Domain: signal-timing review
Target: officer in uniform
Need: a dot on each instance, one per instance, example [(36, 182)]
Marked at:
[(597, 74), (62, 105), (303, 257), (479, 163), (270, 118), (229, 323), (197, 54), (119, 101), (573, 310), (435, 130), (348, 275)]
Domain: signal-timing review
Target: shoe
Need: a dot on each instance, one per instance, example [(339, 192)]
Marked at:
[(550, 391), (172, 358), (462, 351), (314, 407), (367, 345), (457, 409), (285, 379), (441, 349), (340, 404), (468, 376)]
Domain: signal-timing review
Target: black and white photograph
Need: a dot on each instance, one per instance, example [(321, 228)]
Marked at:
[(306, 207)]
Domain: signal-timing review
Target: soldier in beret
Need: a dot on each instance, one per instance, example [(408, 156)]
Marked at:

--- --- ---

Problem to solve: Please revise the rows above, changing every "Marked at" to "Points placed at" and leaving all other text unchanged.

Final result:
Domain: signal-timing review
Target: officer in uniform
Need: a dot on each instance, one per instance, example [(36, 182)]
Points placed at:
[(597, 74), (62, 105), (303, 257), (479, 163), (270, 118), (229, 323), (197, 54), (119, 101), (573, 310), (435, 130), (348, 275)]
Domain: signal-timing review
Target: shoe
Need: a dot on each instance, one per instance, example [(339, 192)]
Points placed at:
[(550, 391), (172, 358), (462, 351), (314, 407), (367, 345), (457, 409), (285, 379), (441, 349), (340, 404), (468, 376)]
Domain: signal-timing review
Target: black and white photograph
Need: a dot on each instance, one per instance, example [(321, 228)]
Points placed at:
[(306, 207)]
Domain: signal-timing review
Target: soldier in beret
Need: a dot on each instance, one per instance, example [(408, 156)]
Points placed at:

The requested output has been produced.